Prompt A:
Using the passage below on regional training and reconnaissance, answer each question on its own line.
(i) How long was the readiness training program for the third cohort?
(ii) What can reconnaissance involve, according to the passage?
(iii) In what country were the units in the Pathways TF well versed in operating?
─── Passage shown
The third cohort of approximately a dozen officers and NCOs trained exclusively in Korea in coordination with the 8th U.S. Army and its subordinate units. There they integrated with respective legal staff sections and developed as much experience with the mission on the Korean peninsula as possible during the three week readiness training program. The after action reviews were extremely positive, and from the perspective of 12th LOD personnel offered them a regional perspective and mission orientation they could never have achieved in an academic or CONUS training environment. The rehearsal of moving from CONUS to theater for several weeks left them better prepared, better regionally oriented, and better trained in support of possible contingency mission than ever before.
C. Reconnaissance (Places)
The nature and importance of reconnaissance in military operations is well understood. In its most basic form it is concerned with developing situational understanding through intelligence and assessment of an enemy, an area of operation, etc. It can involve land, sea, space, or any partition thereof. In a regional context, reconnaissance enables and empowers leaders through awareness, and affords a contextual and first hand appreciation for the operational environment.
Although methods of reconnaissance vary greatly, we argue there is a profound benefit for judge advocate leaders who actually walk the ground in areas they may one day operate. This is a key justification for pre-deployment site surveys and senior leader recons, and is echoed by commanders at all levels. As noted by MG Flynn,
Mere presence alone provides remarkable insights into our partnered countries’ governments. Given the growing importance of the South China Sea, its surrounding nations, and the extensive span of tactical operations in Balikatan this year, the units participating in the Pathways TF were well versed in what was required to operate in the Philippines. Our planners at every echelon, our understanding of the operational environment, and our knowledge of the threats and the political nuances in that environment were excellent. . . . From port operations, to customs, command-and-control nodes, airspace, and cyber, the reconnaissance that our soldiers and leaders accomplished on Pathways was extraordinary. It set conditions for the United States to be in a position of relative advantage upon arrival if called upon to respond to a crisis.14
For regionally-focused leaders, the idea of reconnaissance simply identifies the inherent value of in-country experience with partner nations and the ability to rapidly anticipate challenges they can expect to encounter while serving in and among the different countries in the Indo-Pacific. It is something that can be learned over time, when there is time. But when there isn’t, as in the case of humanitarian assistance missions arising from natural disasters, the experience that these leaders bring becomes invaluable and assists commanders and others to make informed decisions in support of Army operations.
──────
─── Input
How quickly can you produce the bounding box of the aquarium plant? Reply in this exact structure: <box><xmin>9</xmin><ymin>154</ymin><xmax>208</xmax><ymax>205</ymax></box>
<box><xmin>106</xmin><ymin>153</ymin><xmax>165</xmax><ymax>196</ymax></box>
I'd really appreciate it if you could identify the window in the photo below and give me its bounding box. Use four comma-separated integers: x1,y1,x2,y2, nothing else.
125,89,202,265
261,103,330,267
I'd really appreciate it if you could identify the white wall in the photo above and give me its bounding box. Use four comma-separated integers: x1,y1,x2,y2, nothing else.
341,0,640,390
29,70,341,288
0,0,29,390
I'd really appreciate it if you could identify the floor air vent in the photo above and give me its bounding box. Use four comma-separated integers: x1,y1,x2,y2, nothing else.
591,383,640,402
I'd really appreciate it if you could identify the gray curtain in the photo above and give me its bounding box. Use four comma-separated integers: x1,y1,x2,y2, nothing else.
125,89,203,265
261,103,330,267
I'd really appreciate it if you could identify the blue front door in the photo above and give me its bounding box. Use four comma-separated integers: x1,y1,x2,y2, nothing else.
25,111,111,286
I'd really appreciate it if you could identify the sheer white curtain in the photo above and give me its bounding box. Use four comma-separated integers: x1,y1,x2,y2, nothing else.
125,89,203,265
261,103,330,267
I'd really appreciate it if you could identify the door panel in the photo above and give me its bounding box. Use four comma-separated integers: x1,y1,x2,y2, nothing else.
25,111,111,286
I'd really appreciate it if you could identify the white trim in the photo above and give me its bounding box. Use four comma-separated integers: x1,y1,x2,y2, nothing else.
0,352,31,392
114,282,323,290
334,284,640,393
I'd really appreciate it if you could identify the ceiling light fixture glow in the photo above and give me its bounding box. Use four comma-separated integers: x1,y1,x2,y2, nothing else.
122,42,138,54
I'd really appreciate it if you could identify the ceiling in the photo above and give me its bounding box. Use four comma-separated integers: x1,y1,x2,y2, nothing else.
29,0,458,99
──────
Prompt B: Turn the records above into a two-column CSV with the columns request and box, from the line containing "I'd really appreciate it if you could identify the ceiling in" through the end of the records. Write one row per request, with its text and its answer each in a single quoted field and any line breaks replaced by spaces.

Worked answer A:
(i) Three weeks.
(ii) Land, sea, space, or any partition thereof.
(iii) The Philippines.

Worked answer B:
request,box
"I'd really appreciate it if you could identify the ceiling in the photo above and give me its bounding box. Use four comma-separated integers: x1,y1,x2,y2, nothing else.","29,0,458,99"